= Document segment =
The Federal Anti-Obscenity Act of 1873
The New York Society for the Suppression of Vice was founded by Anthony Comstock in 1872. Among its mottos were “Books are Feeders for Brothels,” and “Morals, not Art and Literature.” Comstock, through the support he engendered through the Society and his influence as Postal Inspector (appointed by President Grant), was instrumental in persuading Congress to pass the Anti-Obscenity Act of 1873. The act, which remains on the books today, prevented the US Post Office (then a branch of the federal government) from sending through the mail books and other materials deemed to be “lewd.” “indecent,” or “obscene.” Mr. Comstock provided the guidance defining those terms.
Comstock included in his zeal materials and books which cover the topics of birth control, human sexuality, and reproduction. This included health textbooks for schools as well as literature, poetry, plays, librettos, and medical tomes and articles. The finding of a violation could be from anyone who petitioned the courts or other authority (such as a school board) and obtained agreement that the material in question was inappropriate for American consumption.
Comstock and his associates prosecuted more than 3,500 cases over the next four decades. Their efforts and those of the United States Post Office, required by law to destroy materials which were attempted to be shipped through the mails, led to over 120 tons of books, magazines, and newspapers being destroyed. Of the persons prosecuted for either producing materials which did not meet someone else’s purity standards or was offended by them, only about 10% were found to be in violation of the law.

= Requirement =
Please return the stretch of the Anti-Obscenity Act text from "Comstock included in" through "for American consumption.", copied word for word.

= Dataset records =
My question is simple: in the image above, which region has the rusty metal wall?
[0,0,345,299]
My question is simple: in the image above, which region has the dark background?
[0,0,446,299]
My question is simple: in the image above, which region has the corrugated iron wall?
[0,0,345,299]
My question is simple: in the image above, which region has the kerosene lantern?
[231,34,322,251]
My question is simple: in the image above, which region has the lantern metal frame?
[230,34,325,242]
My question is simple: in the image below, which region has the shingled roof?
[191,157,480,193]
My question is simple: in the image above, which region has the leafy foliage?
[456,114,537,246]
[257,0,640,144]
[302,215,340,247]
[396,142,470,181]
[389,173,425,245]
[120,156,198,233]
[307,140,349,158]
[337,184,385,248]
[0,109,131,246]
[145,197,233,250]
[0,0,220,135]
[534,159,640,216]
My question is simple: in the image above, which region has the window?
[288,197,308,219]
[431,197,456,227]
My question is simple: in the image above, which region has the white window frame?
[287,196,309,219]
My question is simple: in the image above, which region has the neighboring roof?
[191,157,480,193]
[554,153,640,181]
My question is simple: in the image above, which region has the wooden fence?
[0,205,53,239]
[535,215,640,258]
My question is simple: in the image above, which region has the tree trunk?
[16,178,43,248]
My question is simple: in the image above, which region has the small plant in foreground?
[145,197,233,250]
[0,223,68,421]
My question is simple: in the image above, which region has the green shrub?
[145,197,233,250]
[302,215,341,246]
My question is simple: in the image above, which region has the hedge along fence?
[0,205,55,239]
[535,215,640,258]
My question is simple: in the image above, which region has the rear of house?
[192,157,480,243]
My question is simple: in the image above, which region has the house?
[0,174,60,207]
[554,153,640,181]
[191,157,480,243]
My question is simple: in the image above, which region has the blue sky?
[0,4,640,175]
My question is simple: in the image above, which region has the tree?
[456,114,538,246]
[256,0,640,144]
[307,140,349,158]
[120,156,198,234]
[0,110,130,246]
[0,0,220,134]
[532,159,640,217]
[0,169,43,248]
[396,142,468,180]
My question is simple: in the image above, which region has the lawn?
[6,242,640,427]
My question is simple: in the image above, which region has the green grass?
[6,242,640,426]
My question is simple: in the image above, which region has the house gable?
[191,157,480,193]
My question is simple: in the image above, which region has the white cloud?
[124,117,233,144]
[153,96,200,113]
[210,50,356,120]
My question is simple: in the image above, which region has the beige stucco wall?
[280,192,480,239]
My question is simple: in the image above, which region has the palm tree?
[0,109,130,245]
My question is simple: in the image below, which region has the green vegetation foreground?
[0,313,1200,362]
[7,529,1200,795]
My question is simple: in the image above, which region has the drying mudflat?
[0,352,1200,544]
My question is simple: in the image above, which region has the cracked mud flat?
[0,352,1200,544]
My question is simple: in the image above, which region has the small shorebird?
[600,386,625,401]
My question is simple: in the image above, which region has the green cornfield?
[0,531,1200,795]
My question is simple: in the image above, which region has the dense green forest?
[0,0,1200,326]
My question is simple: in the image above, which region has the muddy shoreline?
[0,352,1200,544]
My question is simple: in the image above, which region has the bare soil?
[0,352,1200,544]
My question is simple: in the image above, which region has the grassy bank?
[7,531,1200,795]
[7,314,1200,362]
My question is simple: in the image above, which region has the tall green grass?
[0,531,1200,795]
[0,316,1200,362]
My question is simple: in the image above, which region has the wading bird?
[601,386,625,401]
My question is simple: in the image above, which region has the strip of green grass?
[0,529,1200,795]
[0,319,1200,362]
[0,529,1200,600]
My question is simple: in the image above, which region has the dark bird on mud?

= Your response =
Comstock included in his zeal materials and books which cover the topics of birth control, human sexuality, and reproduction. This included health textbooks for schools as well as literature, poetry, plays, librettos, and medical tomes and articles. The finding of a violation could be from anyone who petitioned the courts or other authority (such as a school board) and obtained agreement that the material in question was inappropriate for American consumption.